» Trecho fornecido
>>
Não sei o que o cientista político alemão e o romancista inglês faziam na capital britânica, mas Ivan, com profissionalismo, absteve-se de perguntas. Serviu-lhes dois cafés fortes.

Orwell, no entanto, quis puxar conversa:

— Olá, meu jovem. Seu inglês é muito bom, mas você não parece ser inglês. Qual é a sua nacionalidade?

— Sou brasileiro, Sir.

— De qualquer modo, pode explicar-nos o que está acontecendo com a BBC?

Diante da pergunta, Ivan, que é um rapaz muito bem-informado, explicou-lhe que a famosa emissora britânica havia editado criminosamente uma fala de Donald Trump, dando a entender que ele havia incentivado seus correligionários a invadirem o Capitólio.

— Que coisa lamentável. Nos meus tempos de BBC, isso não aconteceria.

Orwell então virou-se para seu companheiro de mesa e disse:

— Eric, parece que a BBC virou o Ministério da Verdade. Winston Smith deve estar tendo muito serviço por lá.

Voegelin, visivelmente contrariado por não poder acender o seu charuto mata-ratos, fez um muxoxo e observou:

— George, eu sempre disse que a ideologia é a existência em rebelião contra Deus e o homem. É uma doença do espírito. No entanto, esse caso me parece didático, porque a luta pela verdade começa na consciência que um homem tem da sua existência na inverdade.

Ivan animou-se a entrar na discussão:

 — Professor Voegelin, infelizmente a ideologia se tornou tão poderosa que tomar consciência da mentira não produz mais efeito algum! Se não me engano, foi La Rochefoucauld que disse: “A hipocrisia é a homenagem que o vício rende à virtude”. Hoje em dia, o vício nem se dá ao trabalho de ser hipócrita. A esquerda não apenas mente, mas se orgulha da mentira.

Orwell e Voegelin escutavam atentamente o brasileiro.

— No meu país, a mentira nem se dá ao trabalho de parecer virtuosa. Hoje faz 100 dias — 100 dias! — que o maior líder popular do país está preso ilegalmente, sem poder se comunicar com ninguém. Na verdade, ele foi sequestrado. E agora será enviado à prisão perpétua com base em uma delação fantasma e sem uma só prova material consistente. Imaginem a edição que fizeram com o Trump, multiplicada mil vezes. Foi isso que fizeram com Bolsonaro: um amálgama stalinista, que Mr. Orwell conhece muito bem.

Os autores de “Ordem e História” e “1984” pareciam atônitos.

— Pensam que é só isso? Agora, os jornalistas que investigaram as mentiras do processo estão sendo investigados pelo regime. Mais de mil pessoas foram perseguidas e estão presas unicamente por se manifestarem contra o governo. Para completar, 30 milhões de pessoas vivem sob o domínio de terroristas e o regime não permite que nada seja feito contra eles.

Orwell e Voegelin terminaram seus cafés, trocaram um olhar, pagaram a conta e se levantaram em silêncio.

Ivan me disse que eles deixaram uma boa gorjeta.
<<
» Tarefas a fazer
1. Diga o nome de cada personagem que fala em discurso direto no trecho.
2. No trecho, por que Voegelin acha que o caso da BBC é didático?
3. O que Ivan serviu aos dois fregueses no trecho?
Os registros não têm nenhuma relação com o trecho.

» Registros extraídos
>>
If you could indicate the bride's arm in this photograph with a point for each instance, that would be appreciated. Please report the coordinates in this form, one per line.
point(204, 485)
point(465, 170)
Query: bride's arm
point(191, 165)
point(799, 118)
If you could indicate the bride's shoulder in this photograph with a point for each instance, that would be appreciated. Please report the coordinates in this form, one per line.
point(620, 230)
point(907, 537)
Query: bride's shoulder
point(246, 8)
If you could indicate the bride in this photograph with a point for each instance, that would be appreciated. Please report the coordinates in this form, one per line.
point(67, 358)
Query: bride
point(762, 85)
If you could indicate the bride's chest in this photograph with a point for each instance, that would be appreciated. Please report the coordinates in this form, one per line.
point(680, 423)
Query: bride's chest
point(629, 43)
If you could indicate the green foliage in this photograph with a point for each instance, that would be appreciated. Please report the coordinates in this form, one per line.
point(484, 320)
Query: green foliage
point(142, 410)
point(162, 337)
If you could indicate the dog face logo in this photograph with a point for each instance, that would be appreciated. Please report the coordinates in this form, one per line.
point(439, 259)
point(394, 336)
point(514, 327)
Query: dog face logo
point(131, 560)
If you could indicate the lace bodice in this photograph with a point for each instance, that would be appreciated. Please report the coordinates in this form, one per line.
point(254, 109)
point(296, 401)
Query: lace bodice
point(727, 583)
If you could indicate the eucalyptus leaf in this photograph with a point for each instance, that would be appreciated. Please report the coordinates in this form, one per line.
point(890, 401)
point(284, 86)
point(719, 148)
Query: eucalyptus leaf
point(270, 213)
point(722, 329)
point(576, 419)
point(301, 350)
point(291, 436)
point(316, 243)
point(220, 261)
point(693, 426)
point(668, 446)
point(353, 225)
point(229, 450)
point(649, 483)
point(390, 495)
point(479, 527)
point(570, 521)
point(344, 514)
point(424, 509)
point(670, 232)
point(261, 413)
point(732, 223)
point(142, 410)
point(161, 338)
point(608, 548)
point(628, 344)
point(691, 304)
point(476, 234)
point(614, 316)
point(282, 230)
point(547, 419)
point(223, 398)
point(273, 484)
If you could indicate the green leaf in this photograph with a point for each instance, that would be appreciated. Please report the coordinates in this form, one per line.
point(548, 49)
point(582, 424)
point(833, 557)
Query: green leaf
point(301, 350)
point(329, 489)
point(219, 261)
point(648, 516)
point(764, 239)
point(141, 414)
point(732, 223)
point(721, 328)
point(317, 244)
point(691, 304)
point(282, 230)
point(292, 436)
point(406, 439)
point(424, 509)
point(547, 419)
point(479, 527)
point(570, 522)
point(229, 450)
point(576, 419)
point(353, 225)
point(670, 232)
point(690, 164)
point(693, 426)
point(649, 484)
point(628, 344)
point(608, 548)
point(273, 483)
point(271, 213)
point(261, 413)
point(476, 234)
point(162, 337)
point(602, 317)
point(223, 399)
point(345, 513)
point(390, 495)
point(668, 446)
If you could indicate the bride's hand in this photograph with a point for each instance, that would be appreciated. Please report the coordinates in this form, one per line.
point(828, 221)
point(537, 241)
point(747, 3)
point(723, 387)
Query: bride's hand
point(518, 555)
<<
» Respostas
1. Orwell, Ivan e Voegelin.

2. Porque, para ele, a luta pela verdade começa na consciência que um homem tem da sua existência na inverdade.

3. Dois cafés fortes.